▶ [Exercise brief]: Here are some records; quote them exactly, leaving out the pictures.

▶ [Exercise inputs]:
————————
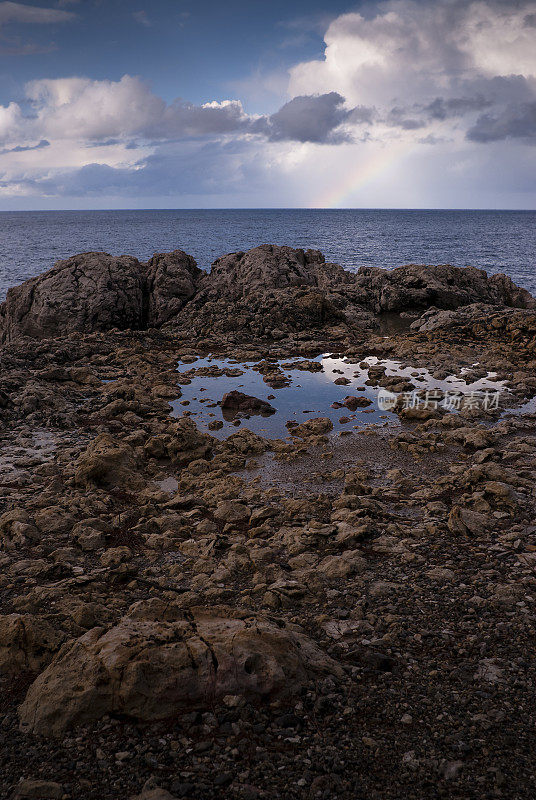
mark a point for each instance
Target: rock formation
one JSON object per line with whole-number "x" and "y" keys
{"x": 171, "y": 280}
{"x": 150, "y": 670}
{"x": 235, "y": 402}
{"x": 269, "y": 291}
{"x": 417, "y": 286}
{"x": 88, "y": 292}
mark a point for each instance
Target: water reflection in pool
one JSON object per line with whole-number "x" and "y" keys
{"x": 308, "y": 393}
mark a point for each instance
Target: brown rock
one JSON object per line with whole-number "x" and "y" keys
{"x": 150, "y": 670}
{"x": 26, "y": 643}
{"x": 106, "y": 462}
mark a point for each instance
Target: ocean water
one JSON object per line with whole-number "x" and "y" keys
{"x": 497, "y": 241}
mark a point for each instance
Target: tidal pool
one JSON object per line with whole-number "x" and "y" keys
{"x": 308, "y": 393}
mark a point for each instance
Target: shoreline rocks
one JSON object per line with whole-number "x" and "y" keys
{"x": 273, "y": 291}
{"x": 149, "y": 670}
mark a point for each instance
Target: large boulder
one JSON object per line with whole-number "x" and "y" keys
{"x": 271, "y": 289}
{"x": 85, "y": 293}
{"x": 27, "y": 643}
{"x": 107, "y": 462}
{"x": 417, "y": 286}
{"x": 149, "y": 669}
{"x": 171, "y": 280}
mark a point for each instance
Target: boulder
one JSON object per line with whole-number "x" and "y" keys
{"x": 171, "y": 280}
{"x": 107, "y": 462}
{"x": 85, "y": 293}
{"x": 418, "y": 286}
{"x": 235, "y": 402}
{"x": 26, "y": 643}
{"x": 151, "y": 791}
{"x": 148, "y": 670}
{"x": 272, "y": 290}
{"x": 30, "y": 789}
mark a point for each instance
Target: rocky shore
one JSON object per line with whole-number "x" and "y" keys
{"x": 315, "y": 616}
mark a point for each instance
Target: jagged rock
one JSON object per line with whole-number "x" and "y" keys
{"x": 106, "y": 462}
{"x": 171, "y": 280}
{"x": 235, "y": 402}
{"x": 29, "y": 789}
{"x": 272, "y": 290}
{"x": 312, "y": 427}
{"x": 84, "y": 293}
{"x": 26, "y": 643}
{"x": 417, "y": 286}
{"x": 151, "y": 791}
{"x": 149, "y": 670}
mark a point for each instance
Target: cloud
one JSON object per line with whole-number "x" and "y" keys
{"x": 424, "y": 64}
{"x": 514, "y": 122}
{"x": 312, "y": 118}
{"x": 86, "y": 110}
{"x": 25, "y": 148}
{"x": 11, "y": 13}
{"x": 408, "y": 97}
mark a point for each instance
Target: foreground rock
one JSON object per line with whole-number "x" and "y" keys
{"x": 273, "y": 292}
{"x": 151, "y": 670}
{"x": 171, "y": 281}
{"x": 417, "y": 286}
{"x": 236, "y": 402}
{"x": 96, "y": 292}
{"x": 88, "y": 292}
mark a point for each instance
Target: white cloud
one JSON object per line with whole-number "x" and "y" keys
{"x": 409, "y": 53}
{"x": 413, "y": 104}
{"x": 21, "y": 13}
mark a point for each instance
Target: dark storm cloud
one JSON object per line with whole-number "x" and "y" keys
{"x": 442, "y": 109}
{"x": 514, "y": 122}
{"x": 307, "y": 118}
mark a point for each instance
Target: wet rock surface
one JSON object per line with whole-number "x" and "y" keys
{"x": 314, "y": 616}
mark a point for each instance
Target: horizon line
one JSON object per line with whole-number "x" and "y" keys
{"x": 259, "y": 208}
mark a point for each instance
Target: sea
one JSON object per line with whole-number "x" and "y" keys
{"x": 497, "y": 241}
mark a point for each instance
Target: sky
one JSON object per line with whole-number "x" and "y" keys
{"x": 317, "y": 104}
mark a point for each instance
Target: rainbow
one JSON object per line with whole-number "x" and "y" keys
{"x": 359, "y": 177}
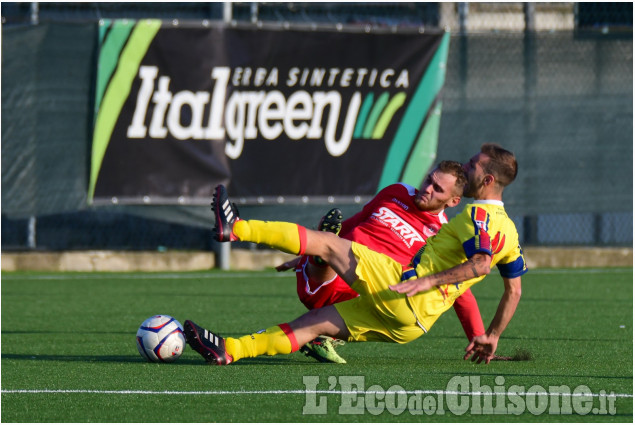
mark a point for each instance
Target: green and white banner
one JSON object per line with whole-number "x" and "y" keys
{"x": 273, "y": 114}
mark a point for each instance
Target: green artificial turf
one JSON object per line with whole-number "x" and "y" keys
{"x": 69, "y": 354}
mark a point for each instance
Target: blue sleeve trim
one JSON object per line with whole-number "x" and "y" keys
{"x": 470, "y": 248}
{"x": 514, "y": 269}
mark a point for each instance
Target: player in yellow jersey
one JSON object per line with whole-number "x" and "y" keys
{"x": 396, "y": 304}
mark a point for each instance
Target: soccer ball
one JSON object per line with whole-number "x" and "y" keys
{"x": 160, "y": 339}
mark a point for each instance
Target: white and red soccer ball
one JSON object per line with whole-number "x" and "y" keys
{"x": 160, "y": 339}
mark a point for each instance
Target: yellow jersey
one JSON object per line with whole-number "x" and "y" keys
{"x": 483, "y": 226}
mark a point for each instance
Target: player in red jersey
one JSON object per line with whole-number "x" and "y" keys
{"x": 396, "y": 222}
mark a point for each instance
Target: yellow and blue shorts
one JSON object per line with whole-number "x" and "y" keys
{"x": 378, "y": 314}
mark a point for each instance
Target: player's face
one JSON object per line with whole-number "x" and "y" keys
{"x": 474, "y": 172}
{"x": 437, "y": 192}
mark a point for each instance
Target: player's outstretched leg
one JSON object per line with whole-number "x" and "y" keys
{"x": 206, "y": 343}
{"x": 226, "y": 215}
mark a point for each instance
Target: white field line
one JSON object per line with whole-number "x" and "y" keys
{"x": 225, "y": 276}
{"x": 285, "y": 392}
{"x": 144, "y": 275}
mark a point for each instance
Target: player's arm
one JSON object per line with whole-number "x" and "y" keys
{"x": 475, "y": 266}
{"x": 288, "y": 265}
{"x": 484, "y": 346}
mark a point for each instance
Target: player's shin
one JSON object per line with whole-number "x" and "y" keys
{"x": 287, "y": 237}
{"x": 275, "y": 340}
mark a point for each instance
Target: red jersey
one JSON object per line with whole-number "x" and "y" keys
{"x": 392, "y": 224}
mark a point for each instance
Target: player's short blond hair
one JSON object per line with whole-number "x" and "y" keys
{"x": 502, "y": 163}
{"x": 455, "y": 169}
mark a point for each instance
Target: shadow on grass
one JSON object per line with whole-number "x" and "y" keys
{"x": 281, "y": 361}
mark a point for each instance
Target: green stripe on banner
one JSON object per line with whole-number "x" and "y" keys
{"x": 393, "y": 106}
{"x": 363, "y": 115}
{"x": 118, "y": 91}
{"x": 104, "y": 24}
{"x": 374, "y": 115}
{"x": 425, "y": 151}
{"x": 109, "y": 55}
{"x": 406, "y": 134}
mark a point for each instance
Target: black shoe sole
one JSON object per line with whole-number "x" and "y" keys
{"x": 193, "y": 339}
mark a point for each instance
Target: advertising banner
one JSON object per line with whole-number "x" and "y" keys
{"x": 276, "y": 115}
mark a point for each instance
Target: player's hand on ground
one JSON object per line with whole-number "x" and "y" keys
{"x": 412, "y": 287}
{"x": 481, "y": 348}
{"x": 292, "y": 264}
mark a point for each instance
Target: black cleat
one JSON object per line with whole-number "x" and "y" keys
{"x": 225, "y": 213}
{"x": 331, "y": 222}
{"x": 206, "y": 343}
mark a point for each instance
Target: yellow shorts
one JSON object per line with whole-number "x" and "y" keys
{"x": 378, "y": 314}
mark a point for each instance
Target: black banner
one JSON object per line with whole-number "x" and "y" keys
{"x": 275, "y": 115}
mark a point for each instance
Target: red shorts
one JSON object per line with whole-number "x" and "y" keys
{"x": 319, "y": 294}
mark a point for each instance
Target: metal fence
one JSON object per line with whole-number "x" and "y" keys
{"x": 553, "y": 81}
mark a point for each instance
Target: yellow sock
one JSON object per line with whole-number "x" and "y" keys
{"x": 275, "y": 340}
{"x": 287, "y": 237}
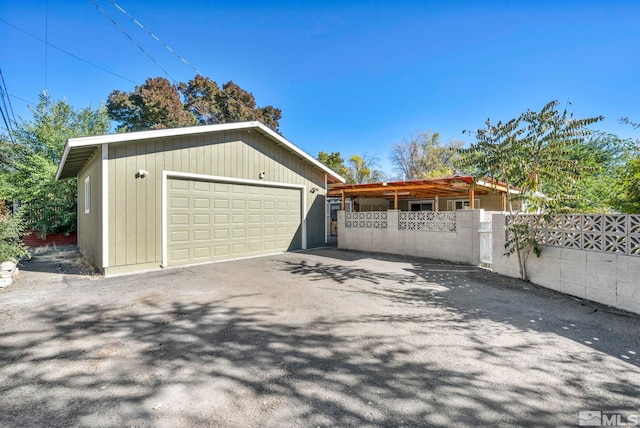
————————
▶ [Answer space]:
mark a point for each instance
Target: rock formation
one JSON object per line with whole-number "x" and "y" keys
{"x": 171, "y": 280}
{"x": 150, "y": 670}
{"x": 235, "y": 402}
{"x": 269, "y": 291}
{"x": 417, "y": 286}
{"x": 88, "y": 292}
mark a point for each instance
Target: water reflection in pool
one JSON object per line with whole-number "x" and "y" keys
{"x": 308, "y": 393}
mark a point for each instance
Target: brown rock
one JSON object per line with whole-number "x" and "y" keys
{"x": 150, "y": 670}
{"x": 26, "y": 643}
{"x": 106, "y": 462}
mark a point for each instance
Target: ocean water
one JSON object per line with whole-number "x" and "y" keys
{"x": 497, "y": 241}
mark a point for each instance
Target: tidal pool
one JSON object per line with whole-number "x" and "y" keys
{"x": 308, "y": 393}
mark a point for each instance
Target: shoreline rocks
one JSON object per line with whole-number "x" and "y" keys
{"x": 273, "y": 291}
{"x": 149, "y": 670}
mark a point for each instance
Target: large boulder
one JSON object per line with whole-number "x" and "y" keys
{"x": 271, "y": 289}
{"x": 85, "y": 293}
{"x": 27, "y": 643}
{"x": 107, "y": 462}
{"x": 417, "y": 286}
{"x": 149, "y": 669}
{"x": 171, "y": 280}
mark a point for each instance
Target: boulder
one JSON object per line with whole-number "x" and "y" keys
{"x": 171, "y": 280}
{"x": 107, "y": 462}
{"x": 85, "y": 293}
{"x": 418, "y": 286}
{"x": 235, "y": 402}
{"x": 26, "y": 643}
{"x": 151, "y": 791}
{"x": 148, "y": 670}
{"x": 272, "y": 290}
{"x": 30, "y": 789}
mark a point for each instance
Target: rocky shore
one JSON object per line with whole-number "x" and "y" keys
{"x": 315, "y": 616}
mark a point for each instance
Target: jagged rock
one JSON object per line with whole-number "x" and "y" keys
{"x": 106, "y": 462}
{"x": 171, "y": 280}
{"x": 235, "y": 402}
{"x": 29, "y": 789}
{"x": 272, "y": 290}
{"x": 312, "y": 427}
{"x": 84, "y": 293}
{"x": 26, "y": 643}
{"x": 417, "y": 286}
{"x": 151, "y": 791}
{"x": 149, "y": 670}
mark a point for each instance
Target: cloud
one JSON object per line with whole-number "x" and "y" keys
{"x": 424, "y": 64}
{"x": 514, "y": 122}
{"x": 312, "y": 118}
{"x": 86, "y": 110}
{"x": 25, "y": 148}
{"x": 11, "y": 13}
{"x": 408, "y": 97}
mark a point for each instance
Target: foreground rock
one JSON object per line with whole-number "x" and "y" keys
{"x": 273, "y": 292}
{"x": 151, "y": 670}
{"x": 171, "y": 281}
{"x": 417, "y": 286}
{"x": 236, "y": 402}
{"x": 96, "y": 292}
{"x": 88, "y": 292}
mark a point for each instance
Target: white cloud
one JSON object per line with whole-number "x" and "y" keys
{"x": 409, "y": 53}
{"x": 413, "y": 104}
{"x": 21, "y": 13}
mark a point for each instance
Target: dark storm cloud
one JSON object per line with whole-number "x" and "y" keys
{"x": 442, "y": 109}
{"x": 514, "y": 122}
{"x": 307, "y": 118}
mark a point for each instance
Target: wet rock surface
one JSON object per line with whole-number "x" and "y" keys
{"x": 314, "y": 616}
mark a point for each instance
Target: horizon line
one JSON object per line with whole-number "x" and "y" keys
{"x": 259, "y": 208}
mark a point for each instance
Target: sea
one JSON object per line with whole-number "x" and "y" keys
{"x": 497, "y": 241}
mark a point for each instance
Target: sky
one JSON object per line with whole-number "x" and "y" keys
{"x": 317, "y": 104}
mark a point for each instance
Target: rainbow
one JSON object per line with whole-number "x" and "y" keys
{"x": 359, "y": 177}
mark a point for each instance
Target: green and white banner
one JSON object per line with whole-number "x" and "y" keys
{"x": 273, "y": 114}
mark a point for each instance
Target: green artificial turf
one JSON object per line with whole-number "x" and "y" keys
{"x": 69, "y": 354}
mark a point for each instance
Target: blue sleeve trim
one JSON object per line with whole-number "x" and "y" keys
{"x": 470, "y": 248}
{"x": 514, "y": 269}
mark a point for each instance
Target: player in yellow jersey
one JSON object per line with whole-number "x" and "y" keys
{"x": 396, "y": 304}
mark a point for each instance
Target: soccer ball
one JSON object per line with whole-number "x" and "y" keys
{"x": 160, "y": 339}
mark a point for each instance
Target: white and red soccer ball
one JSON object per line with whole-number "x" and "y" keys
{"x": 160, "y": 339}
mark a point for each instance
Target: yellow jersey
one JSON object per line with whole-number "x" and "y" keys
{"x": 483, "y": 226}
mark a point for each instance
Target: player in red jersey
one JSON object per line with whole-number "x" and "y" keys
{"x": 396, "y": 222}
mark a point for each instance
Target: yellow and blue shorts
one JSON object per line with whole-number "x" and "y" keys
{"x": 378, "y": 314}
mark a point for each instance
Target: player's face
one JSON object per line with whole-number "x" and "y" keys
{"x": 474, "y": 172}
{"x": 437, "y": 192}
mark a point for each instance
Target: player's outstretched leg
one JSON object per line with whole-number "x" and "y" keys
{"x": 206, "y": 343}
{"x": 226, "y": 215}
mark a point for each instance
Target: white field line
one JSON object per line with whole-number "x" and "y" keys
{"x": 225, "y": 276}
{"x": 285, "y": 392}
{"x": 144, "y": 275}
mark a point for each instance
Target: player's arm
one JSON object per line with whole-number "x" and "y" keys
{"x": 475, "y": 266}
{"x": 288, "y": 265}
{"x": 484, "y": 346}
mark a point for each instance
Target: player's shin
one JSON object per line with whole-number "x" and "y" keys
{"x": 287, "y": 237}
{"x": 275, "y": 340}
mark a point for each instance
Target: red jersey
one JSON object per line with whole-number "x" and "y" keys
{"x": 392, "y": 224}
mark a point for each instance
Target: player's short blond hair
one JSON object per line with whole-number "x" and "y" keys
{"x": 502, "y": 163}
{"x": 455, "y": 169}
mark a point for each instance
Target: shadow on grass
one JSON object per line with whole-number "x" and "y" keys
{"x": 281, "y": 361}
mark a point for each instance
Target: green stripe on banner
one JSON object per line with whole-number "x" and "y" keys
{"x": 393, "y": 106}
{"x": 363, "y": 115}
{"x": 118, "y": 91}
{"x": 104, "y": 24}
{"x": 374, "y": 115}
{"x": 425, "y": 151}
{"x": 109, "y": 55}
{"x": 406, "y": 134}
mark a point for each instance
Target: black shoe sole
one JSON object per line with whole-number "x" and "y" keys
{"x": 193, "y": 339}
mark a point for each instance
Target: advertising banner
one JSON object per line with whole-number "x" and "y" keys
{"x": 276, "y": 115}
mark a point for each instance
Target: player's hand on ground
one JSON object per line with whole-number "x" and "y" keys
{"x": 412, "y": 287}
{"x": 481, "y": 348}
{"x": 292, "y": 264}
mark a point for each instance
Target: black cleat
one JSON object per line with whole-number "x" and "y" keys
{"x": 225, "y": 213}
{"x": 331, "y": 222}
{"x": 206, "y": 343}
mark a point for each instance
Target: yellow shorts
one JSON object per line with whole-number "x" and "y" keys
{"x": 378, "y": 314}
mark a point for each instance
Target: black banner
one JSON object per line with whole-number "x" and "y" keys
{"x": 275, "y": 115}
mark a point for each instance
Target: red shorts
one JSON object per line with whole-number "x" and "y" keys
{"x": 319, "y": 294}
mark a point for each instance
Target: metal fence
one JSON object per line with whole-number "x" and "y" keys
{"x": 553, "y": 81}
mark a point for each instance
Target: yellow sock
one JSON object per line with whole-number "x" and "y" keys
{"x": 275, "y": 340}
{"x": 287, "y": 237}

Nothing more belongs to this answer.